— Start of Input data —

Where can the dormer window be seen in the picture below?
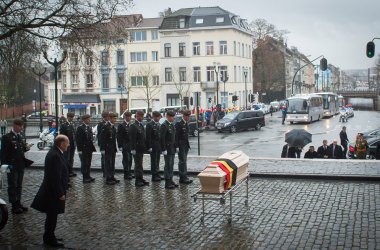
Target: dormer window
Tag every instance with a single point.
(220, 20)
(182, 23)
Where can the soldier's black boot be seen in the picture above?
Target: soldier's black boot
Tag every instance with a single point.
(169, 184)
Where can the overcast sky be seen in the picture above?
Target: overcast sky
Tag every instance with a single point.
(338, 29)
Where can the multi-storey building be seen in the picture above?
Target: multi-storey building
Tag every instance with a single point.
(200, 49)
(161, 62)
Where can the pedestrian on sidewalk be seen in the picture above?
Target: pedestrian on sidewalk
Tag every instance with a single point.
(51, 197)
(288, 151)
(361, 147)
(13, 148)
(324, 151)
(67, 128)
(344, 141)
(284, 113)
(85, 147)
(336, 151)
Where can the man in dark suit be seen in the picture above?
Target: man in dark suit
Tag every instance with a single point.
(288, 151)
(324, 151)
(344, 140)
(13, 148)
(99, 129)
(167, 132)
(153, 145)
(67, 128)
(108, 148)
(124, 145)
(183, 145)
(137, 139)
(336, 151)
(51, 196)
(85, 146)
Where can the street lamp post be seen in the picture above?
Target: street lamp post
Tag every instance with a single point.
(245, 82)
(216, 68)
(56, 64)
(39, 74)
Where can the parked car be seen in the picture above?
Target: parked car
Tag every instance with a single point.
(192, 124)
(371, 134)
(237, 121)
(275, 105)
(372, 143)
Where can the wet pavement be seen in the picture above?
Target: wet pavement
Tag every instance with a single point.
(282, 214)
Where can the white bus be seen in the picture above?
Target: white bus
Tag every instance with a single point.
(304, 108)
(330, 103)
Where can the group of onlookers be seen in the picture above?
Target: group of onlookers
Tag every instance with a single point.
(333, 150)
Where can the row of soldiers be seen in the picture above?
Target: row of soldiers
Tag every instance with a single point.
(133, 140)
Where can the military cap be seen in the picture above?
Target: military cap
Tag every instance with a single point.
(112, 114)
(156, 114)
(84, 117)
(186, 113)
(105, 114)
(18, 122)
(140, 112)
(127, 113)
(170, 113)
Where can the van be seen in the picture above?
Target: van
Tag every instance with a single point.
(238, 121)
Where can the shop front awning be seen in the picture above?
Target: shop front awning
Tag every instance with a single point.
(80, 98)
(74, 106)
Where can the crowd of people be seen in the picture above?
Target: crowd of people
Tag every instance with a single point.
(333, 150)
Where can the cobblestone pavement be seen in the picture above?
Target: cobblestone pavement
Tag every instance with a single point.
(284, 213)
(327, 167)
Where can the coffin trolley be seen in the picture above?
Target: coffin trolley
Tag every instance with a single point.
(221, 180)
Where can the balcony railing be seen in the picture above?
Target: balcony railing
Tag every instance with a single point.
(208, 85)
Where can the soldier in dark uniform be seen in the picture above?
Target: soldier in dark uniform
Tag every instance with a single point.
(13, 148)
(67, 128)
(153, 145)
(167, 132)
(124, 145)
(108, 149)
(183, 145)
(85, 146)
(99, 129)
(137, 139)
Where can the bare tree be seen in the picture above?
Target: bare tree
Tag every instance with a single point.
(52, 19)
(182, 79)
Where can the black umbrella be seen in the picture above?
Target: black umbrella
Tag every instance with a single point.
(298, 137)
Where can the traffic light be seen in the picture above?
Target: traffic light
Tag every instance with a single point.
(323, 64)
(370, 49)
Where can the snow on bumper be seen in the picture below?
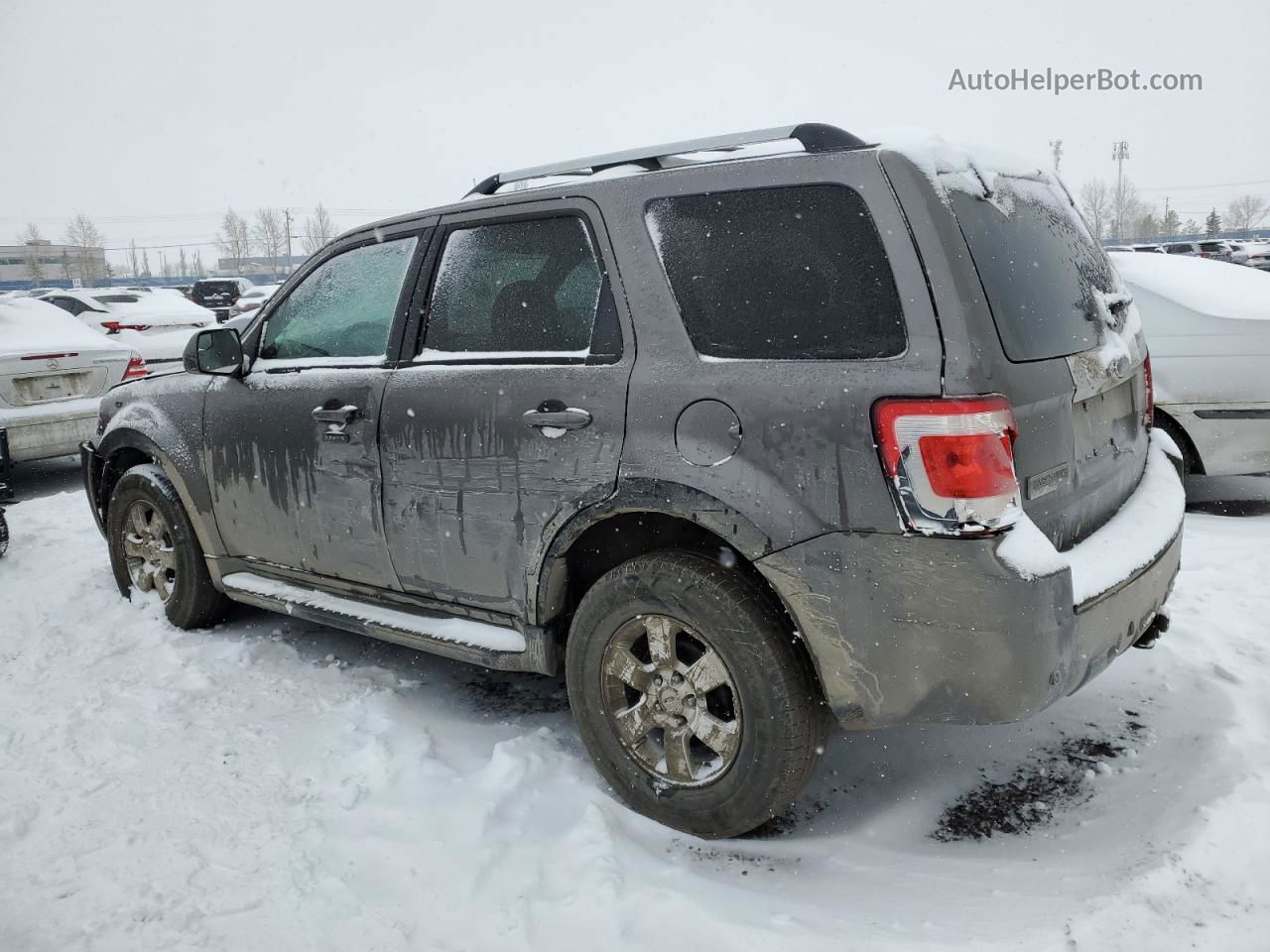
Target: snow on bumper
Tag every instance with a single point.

— End of Input data —

**Goal of the exercise**
Rewrite every line of the entries above as a single numbered list, skipping any blank lines. Leave the pictures out.

**Expected output**
1. Where can the dormer window be seen in the picture below?
2. Target: dormer window
3. Tag every instance with a single point.
4. (220, 20)
5. (182, 23)
6. Where can the soldier's black boot be seen in the picture above?
7. Target: soldier's black boot
8. Tag every instance with a single point.
9. (169, 184)
10. Where can the overcast sky be seen in the picture above?
11. Target: overcast sky
12. Tag every instance with a single point.
13. (338, 29)
14. Where can the multi-storey building be seen in the picture above?
15. Target: multi-storey building
16. Tag every instance with a single point.
17. (200, 49)
18. (161, 62)
19. Where can the pedestrian on sidewalk be seen in the picture above?
20. Target: pedestrian on sidewalk
21. Tag every instance with a single point.
22. (51, 197)
23. (288, 151)
24. (361, 147)
25. (13, 148)
26. (324, 151)
27. (67, 128)
28. (344, 141)
29. (284, 113)
30. (85, 147)
31. (336, 151)
32. Where can the man in dark suit be seen in the picture above?
33. Target: man in dark suit
34. Tag every instance with a single point.
35. (288, 151)
36. (324, 151)
37. (344, 140)
38. (13, 148)
39. (99, 129)
40. (167, 132)
41. (153, 145)
42. (67, 128)
43. (108, 148)
44. (124, 145)
45. (183, 145)
46. (137, 139)
47. (336, 151)
48. (51, 196)
49. (85, 146)
50. Where can the street lamp post be seen in the picture above?
51. Target: street lamp post
52. Tag every instance with a single point.
53. (245, 82)
54. (216, 68)
55. (56, 64)
56. (39, 74)
57. Where can the parked car be seen in the picture above?
58. Target: parked car
59. Tag every instance with a single point.
60. (192, 124)
61. (371, 134)
62. (237, 121)
63. (275, 105)
64. (372, 143)
65. Where can the wet pavement be seen in the picture above?
66. Target: wet pavement
67. Tag every instance with a single point.
68. (282, 214)
69. Where can the white bus be seen in the picture above?
70. Target: white bus
71. Tag every instance with a single point.
72. (304, 108)
73. (330, 103)
74. Where can the group of onlookers be seen in the picture above?
75. Target: group of onlookers
76. Tag every instance with a single point.
77. (333, 150)
78. Where can the row of soldiers be seen in the picture above?
79. Target: row of soldiers
80. Tag every instance with a single point.
81. (133, 140)
82. Where can the military cap be seen in the picture above?
83. Target: military cap
84. Tag every instance with a single point.
85. (112, 114)
86. (156, 114)
87. (84, 117)
88. (186, 113)
89. (105, 114)
90. (18, 122)
91. (140, 112)
92. (127, 113)
93. (170, 113)
94. Where can the van be seen in the picture above?
95. Target: van
96. Tag every instance with a single point.
97. (238, 121)
98. Where can the shop front awning be seen in the picture above?
99. Target: shop front awning
100. Tag every instance with a single point.
101. (80, 98)
102. (74, 106)
103. Where can the crowd of people be seen in the picture above?
104. Target: crowd of people
105. Tag every instance with a single point.
106. (333, 150)
107. Where can the cobblestone pavement be seen in the picture above?
108. Target: cobblestone pavement
109. Tag every instance with a single point.
110. (284, 213)
111. (327, 167)
112. Where can the coffin trolley be seen in the picture above?
113. Target: coffin trolley
114. Tag every instance with a single point.
115. (221, 180)
116. Where can the balcony railing be seen in the picture above?
117. Target: balcony railing
118. Tag every instance with a single point.
119. (208, 85)
120. Where can the soldier in dark uniform be seen in the picture above?
121. Target: soldier in dark uniform
122. Tag every instance with a single point.
123. (13, 148)
124. (67, 128)
125. (153, 145)
126. (167, 132)
127. (124, 145)
128. (108, 149)
129. (183, 145)
130. (85, 146)
131. (99, 129)
132. (137, 139)
133. Where can the bare tree be seen in the picture above?
134. Target: bare tree
135. Tag every instance with a single point.
136. (52, 19)
137. (182, 79)
138. Where can the black umbrella be seen in the picture above?
139. Target: black umbrella
140. Tag every instance with a single point.
141. (298, 137)
142. Where can the traffic light be seen in the picture above?
143. Target: traffic light
144. Tag every instance with a single point.
145. (323, 64)
146. (370, 49)
147. Where can the snow on bumper be seen in the picture below?
148. Target: snow on bumper
149. Tag every instance with a single point.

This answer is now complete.